Set problem — Find each row below that contains the word "catkin" and copy those rows in full.

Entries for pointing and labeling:

[start]

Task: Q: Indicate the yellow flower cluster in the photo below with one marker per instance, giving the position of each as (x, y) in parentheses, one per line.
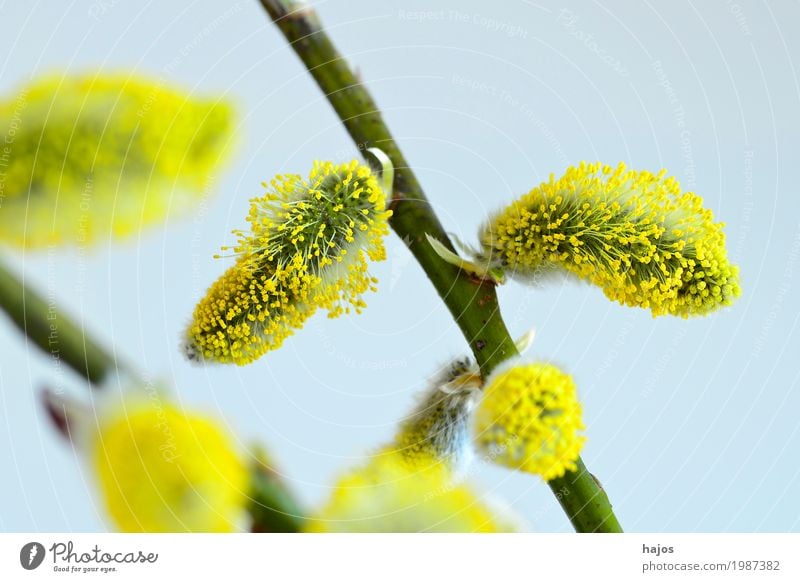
(634, 234)
(307, 248)
(530, 419)
(387, 496)
(96, 156)
(162, 470)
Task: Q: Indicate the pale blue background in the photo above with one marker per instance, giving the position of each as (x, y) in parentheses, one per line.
(692, 424)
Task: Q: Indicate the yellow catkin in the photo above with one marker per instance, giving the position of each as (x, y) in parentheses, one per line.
(92, 157)
(530, 419)
(387, 496)
(307, 248)
(160, 469)
(632, 233)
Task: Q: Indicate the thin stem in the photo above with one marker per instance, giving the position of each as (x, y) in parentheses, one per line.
(51, 330)
(471, 301)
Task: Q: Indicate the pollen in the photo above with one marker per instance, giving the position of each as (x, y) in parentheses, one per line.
(635, 234)
(307, 248)
(387, 496)
(94, 157)
(530, 419)
(160, 469)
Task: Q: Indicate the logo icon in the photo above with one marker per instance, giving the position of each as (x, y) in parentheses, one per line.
(31, 555)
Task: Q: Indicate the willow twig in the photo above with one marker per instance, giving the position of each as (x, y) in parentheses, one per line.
(472, 301)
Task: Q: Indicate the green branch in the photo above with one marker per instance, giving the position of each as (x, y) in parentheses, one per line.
(472, 302)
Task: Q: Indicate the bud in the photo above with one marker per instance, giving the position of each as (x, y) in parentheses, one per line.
(387, 496)
(530, 419)
(632, 233)
(161, 469)
(438, 429)
(308, 247)
(94, 156)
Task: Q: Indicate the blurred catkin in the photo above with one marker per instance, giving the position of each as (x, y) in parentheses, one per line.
(93, 157)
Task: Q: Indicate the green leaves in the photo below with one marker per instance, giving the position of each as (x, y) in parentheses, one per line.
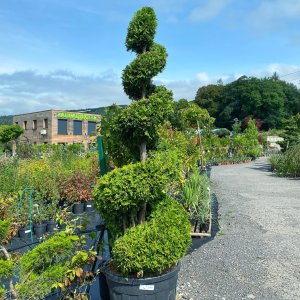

[end]

Solution for this problem —
Task: Q: Indicate the yellow catkin in the photo above with one marker per instance, giving the position of each as (x, y) in parentheses, one per line.
Task: Q: Indicate the blurred catkin in the photo above with one marker per instance, giving the position of each as (x, y) in parentheses, one per line.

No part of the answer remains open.